- Born: Jian Xiu-Chou 19 August 1933 (age 92) Taoyuan, Taiwan
- Other names: Hsiao Yan Hsiu, Xiao Yanqiu, Jian Xiuchou
- Education: Riyue Yuan Theater Troupe (Chinese: 日月園新劇團)
- Occupations: Theater actor; film actor;
- Years active: c.1950–1959
- Notable work: The Mad Woman's 18 Years, 1957
- Spouse: Dr. Zhu Bao-Luo (Chinese: 朱保羅) ​ ​(m. 1959)​

= Hsiao Yen-Chiu =

Taiwanese theater actor and film actor (born 1933)

Hsiao Yen-Chiu (Chinese: 小艷秋; born 19 August 1933) is a Taiwanese theater and film actress. Her career began when she was 17 with the Riyue Yuan Theatre Troupe, and she later moved into the film industry. Her first film, Lady Peach Blossom Crosses the River, was released in 1956. In 1957, she appeared in the Taiwanese film, The Mad Woman's 18 Years. She received the Silver Award in the Audience's Choice category for the Top Ten Film Stars.

Hsiao retired from acting in 1959 after marrying Dr. Zhu Bao-Lou.

== Early life ==
Hsiao Yen-Chiu was born 19 August 1933 in Taoyuan City, Taiwan. She was adopted as a newborn by the Jian family and given the name Jian Xiuchou.

At the age of 17, Hsiao joined the Riyue Yuan Theatre Troupe. She studied under director Cheng Cheng-Hsiung. She rose to prominence as a leading actress and was later promoted to principal performer of the troupe. Around this time, she adopted her stage name, Hsiao Yen-Chiu, given to her by an admirer, inspired by the Peking opera performer Cheng Yanqiu.

Objective A >> According to the Hsiao Yen-Chiu biography, how did she come by her stage name, and what inspired it?
Objective B >> In the Hsiao Yen-Chiu biography, write out the stretch from "- Born: Jian" through "Ten Film Stars.".
Objective C >> Can you continue the Hsiao Yen-Chiu biography from the point where it ends?

Dataset >>
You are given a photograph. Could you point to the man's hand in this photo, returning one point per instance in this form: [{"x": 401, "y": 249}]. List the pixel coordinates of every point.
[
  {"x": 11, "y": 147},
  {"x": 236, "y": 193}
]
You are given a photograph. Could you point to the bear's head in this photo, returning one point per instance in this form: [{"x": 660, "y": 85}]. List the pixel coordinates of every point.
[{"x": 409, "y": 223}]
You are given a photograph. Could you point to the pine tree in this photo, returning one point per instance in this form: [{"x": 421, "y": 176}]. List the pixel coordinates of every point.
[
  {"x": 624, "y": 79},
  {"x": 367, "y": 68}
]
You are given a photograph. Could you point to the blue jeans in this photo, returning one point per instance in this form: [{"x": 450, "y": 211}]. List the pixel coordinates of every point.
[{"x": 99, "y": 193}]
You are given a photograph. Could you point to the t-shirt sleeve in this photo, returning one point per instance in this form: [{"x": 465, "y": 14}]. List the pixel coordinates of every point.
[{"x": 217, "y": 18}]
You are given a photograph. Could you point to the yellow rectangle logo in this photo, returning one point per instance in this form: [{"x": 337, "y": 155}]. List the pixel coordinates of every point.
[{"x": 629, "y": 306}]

Result A >> An admirer gave her the stage name Hsiao Yen-Chiu. It was inspired by the Peking opera performer Cheng Yanqiu.

Result B >>
- Born: Jian Xiu-Chou 19 August 1933 (age 92) Taoyuan, Taiwan
- Other names: Hsiao Yan Hsiu, Xiao Yanqiu, Jian Xiuchou
- Education: Riyue Yuan Theater Troupe (Chinese: 日月園新劇團)
- Occupations: Theater actor; film actor;
- Years active: c.1950–1959
- Notable work: The Mad Woman's 18 Years, 1957
- Spouse: Dr. Zhu Bao-Luo (Chinese: 朱保羅) ​ ​(m. 1959)​

= Hsiao Yen-Chiu =

Taiwanese theater actor and film actor (born 1933)

Hsiao Yen-Chiu (Chinese: 小艷秋; born 19 August 1933) is a Taiwanese theater and film actress. Her career began when she was 17 with the Riyue Yuan Theatre Troupe, and she later moved into the film industry. Her first film, Lady Peach Blossom Crosses the River, was released in 1956. In 1957, she appeared in the Taiwanese film, The Mad Woman's 18 Years. She received the Silver Award in the Audience's Choice category for the Top Ten Film Stars.

Result C >>
== Career ==
In 1956, director Guo Bailin cast Hsiao Yen-Chiu in Lady Peach Blossom Crosses the River, marking her transition from theatre to film.

Before relocating to Hong Kong, Hsiao Yen-Chiu was cast in Bai Ke's The Mad Woman's 18 Years, produced by Du Yun-Zhi. The film was based on a China Times report about a woman with a mental illness who had been confined in a temple for 18 years.

In 1957, Hsiao Yen-Chiu went to Hong Kong and signed a contract with Minsheng Film Company. She co-starred with actress Jiang Fan in Two Sisters in a Turbulent World and in director Chen Huanwen's Xue Mei Si Jun. Before Ling Bo became well-known, she played Hsiao Yen-Chiu's son in the latter film. Upon returning to Taiwan later that year, Hsiao Yen-Chiu starred in two Taiwanese films: Strange Story of Crematory, directed by Liang Zhefu, and Seaside Breeze, directed by Tian Chen.

== Awards ==
In 1957, Hsiao Yen-Chiu won the fan-voted "Top Ten Silver Star Award" at the inaugural Taiyu Pian Film Festival for her performance in The Mad Woman. The same year, she was voted the most popular actress in a Cinema Weekly readers' poll.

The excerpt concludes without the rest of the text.